Segment Start: Provided data

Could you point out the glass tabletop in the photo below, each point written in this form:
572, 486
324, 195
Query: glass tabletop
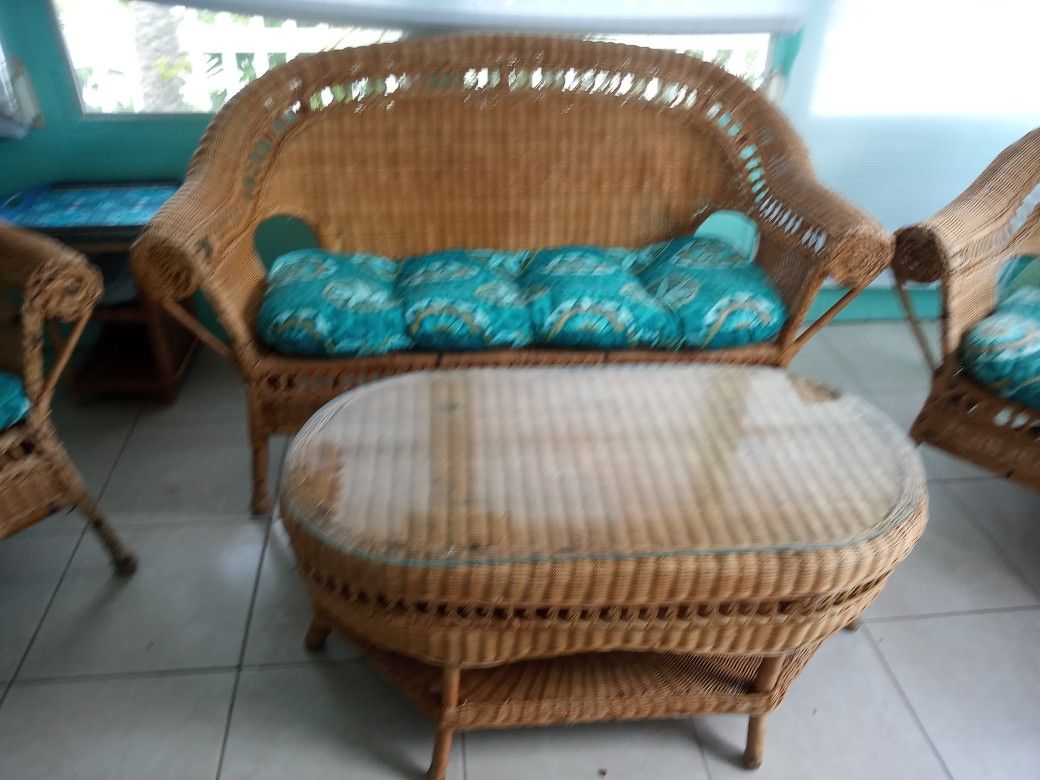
457, 468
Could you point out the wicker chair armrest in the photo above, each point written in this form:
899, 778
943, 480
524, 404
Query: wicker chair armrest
806, 217
982, 225
55, 281
171, 256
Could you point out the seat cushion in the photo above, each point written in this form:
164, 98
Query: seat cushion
585, 296
1003, 351
720, 297
462, 300
14, 401
320, 304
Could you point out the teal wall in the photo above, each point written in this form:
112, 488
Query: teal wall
71, 147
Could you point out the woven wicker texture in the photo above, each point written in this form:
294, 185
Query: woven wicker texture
488, 141
717, 507
963, 247
42, 280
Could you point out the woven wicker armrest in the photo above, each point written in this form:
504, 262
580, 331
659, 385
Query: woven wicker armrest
805, 217
54, 282
989, 222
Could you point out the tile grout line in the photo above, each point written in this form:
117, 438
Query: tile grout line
906, 700
65, 570
182, 672
993, 542
241, 650
952, 614
43, 617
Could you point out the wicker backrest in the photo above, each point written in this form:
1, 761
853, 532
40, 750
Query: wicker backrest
499, 141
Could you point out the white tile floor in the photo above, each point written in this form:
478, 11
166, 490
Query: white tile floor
195, 668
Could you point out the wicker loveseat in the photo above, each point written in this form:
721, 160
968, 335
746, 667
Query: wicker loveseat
503, 143
42, 281
984, 419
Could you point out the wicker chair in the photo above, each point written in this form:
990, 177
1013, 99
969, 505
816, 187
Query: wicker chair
963, 247
487, 141
36, 476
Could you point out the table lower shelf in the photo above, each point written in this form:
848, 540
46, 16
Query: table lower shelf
585, 687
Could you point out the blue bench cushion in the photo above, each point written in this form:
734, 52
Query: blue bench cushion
14, 401
583, 296
1003, 351
687, 292
322, 304
720, 297
459, 300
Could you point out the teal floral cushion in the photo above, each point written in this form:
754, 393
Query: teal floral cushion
585, 296
1003, 351
720, 297
319, 304
14, 401
464, 300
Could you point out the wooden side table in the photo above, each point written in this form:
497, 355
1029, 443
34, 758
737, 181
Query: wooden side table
139, 349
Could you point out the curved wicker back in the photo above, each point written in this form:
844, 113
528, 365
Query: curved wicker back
498, 141
493, 141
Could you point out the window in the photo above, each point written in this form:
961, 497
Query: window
143, 57
133, 56
745, 55
941, 59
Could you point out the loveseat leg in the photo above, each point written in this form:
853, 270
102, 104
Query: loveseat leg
445, 732
124, 562
756, 743
260, 502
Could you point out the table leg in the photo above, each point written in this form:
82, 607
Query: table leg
764, 680
442, 748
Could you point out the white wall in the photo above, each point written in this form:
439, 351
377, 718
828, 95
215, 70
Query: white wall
904, 102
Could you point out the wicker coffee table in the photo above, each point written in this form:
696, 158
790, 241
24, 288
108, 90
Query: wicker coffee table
531, 546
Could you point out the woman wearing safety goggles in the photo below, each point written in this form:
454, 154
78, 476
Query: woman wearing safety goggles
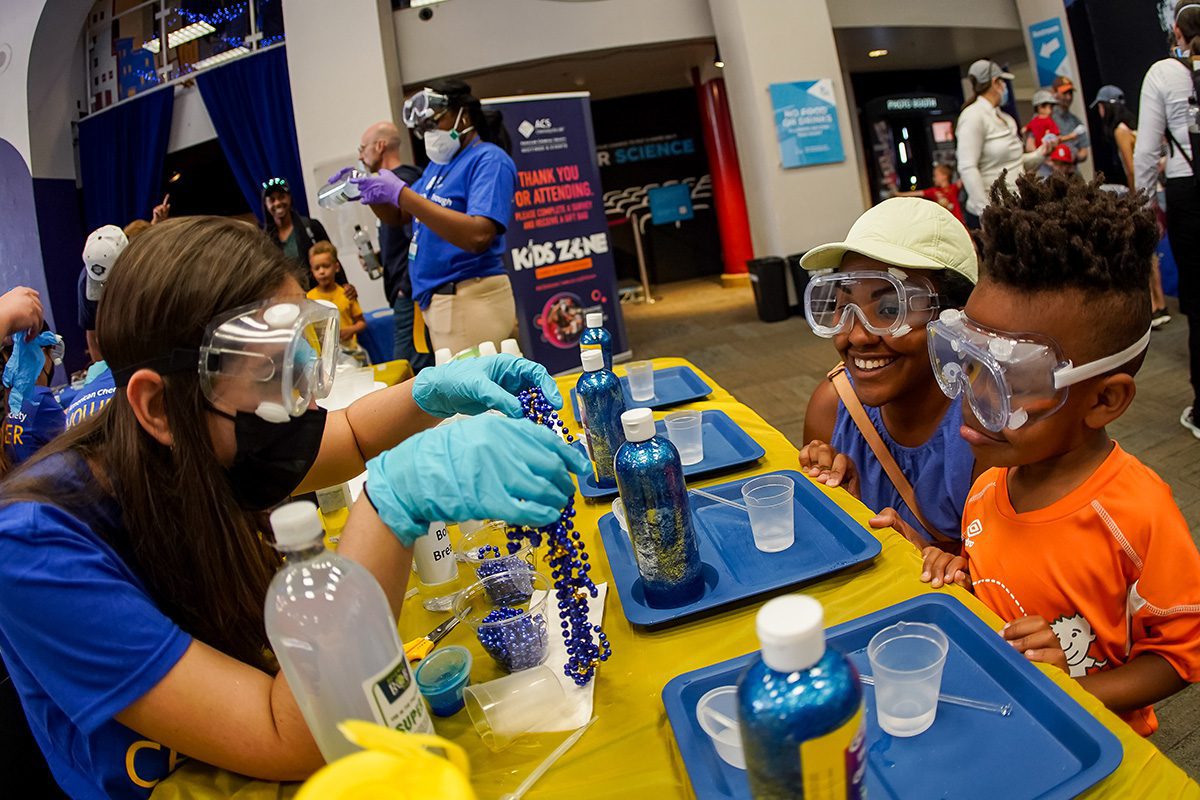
133, 563
873, 294
460, 209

Segment End: Provided data

--- Brief ---
The entries above are to be retyped exactly, with each picture left out.

--- Written answer ---
Could you point out the glass tabletop in the photo below, each point written in this form:
572, 486
324, 195
Query: glass tabletop
457, 468
Could you point out the wicker chair armrest in the photo above, each point written in this form:
899, 778
943, 480
524, 404
Query: wicker chair armrest
806, 217
982, 225
55, 281
171, 256
Could you point out the seat cushion in the photo above, each point written in this form:
164, 98
Query: seat cushion
585, 296
1003, 351
720, 297
462, 300
14, 401
320, 304
Could you point out the teal wall in the photo above, each point written in this form:
112, 488
Query: teal wall
71, 147
Could you point out the woven wicker texture in the photo above, each point written in this form:
294, 185
Query: woven wicker texture
488, 141
717, 507
963, 247
42, 280
Could you point out the woven wicker armrest in the photo above, each point written in this form:
504, 262
580, 331
659, 385
Query: woven wicker armrest
805, 217
54, 282
989, 222
Could you point out the tile grout line in the photo above, each point written in this form:
117, 438
Query: tile grout line
906, 700
65, 570
182, 672
993, 542
241, 650
952, 614
43, 617
Could you point out the wicker backrest in the photo above, each point written in this form:
1, 761
853, 532
40, 750
Query: wicker backrest
499, 141
Could you point out the white tile floor in the photo above, each point written in this form:
478, 11
166, 490
Query: white tile floor
195, 668
Could you point out the wicker loveseat in the photo above, each point written in this form:
721, 160
968, 335
746, 667
Query: wicker loveseat
503, 143
42, 281
984, 419
Could you point out the wicker chair in the photo above, each point written in this form:
990, 177
1013, 99
969, 505
816, 187
Query: wicker chair
963, 247
487, 141
36, 476
Could you point out the table lower shelf in the photo above, each point written in this form:
848, 540
46, 16
Query: table lower shelf
585, 687
Could you point out the blue bench cushion in the photo above, each point written in this form:
734, 52
Query: blue bench cushion
14, 401
583, 296
1003, 351
687, 292
322, 304
720, 297
459, 300
Could you point out the teal floral cushion in the photo above, each point written in this form:
754, 393
Query: teal floral cushion
585, 296
1003, 351
720, 297
319, 304
14, 401
464, 300
Could you point out the wooden side table in the photo above, each point written in this form:
497, 355
1029, 443
34, 758
737, 181
Query: wooden side table
139, 349
Could you point out the curved wicker back in the photo above, each point written in this form:
844, 113
528, 365
Query: curved wicker back
498, 141
493, 141
Could you point out the window in the photo above, each point written in this form:
961, 497
Query: window
143, 57
133, 56
745, 55
941, 59
Could you point out the loveseat leg in the photo above, each point written in this form:
853, 270
102, 104
Query: loveseat leg
445, 732
124, 562
756, 743
260, 502
Could you point out the table leg in the photo above, each point written in this form:
82, 607
Query: table leg
764, 680
442, 748
Could you point out the white wall in the photo above, each point written in this form:
439, 351
377, 718
828, 95
215, 70
Query: white wall
904, 102
Could you point out the wicker coffee table in the photo above, each point written in this form:
696, 158
790, 241
24, 288
108, 90
Query: wicker coffee table
531, 546
Could you point out the woman wearing safety goggles in the photo below, each point written in this form:
454, 154
78, 476
Query: woman wearing safety goggles
133, 563
873, 294
460, 209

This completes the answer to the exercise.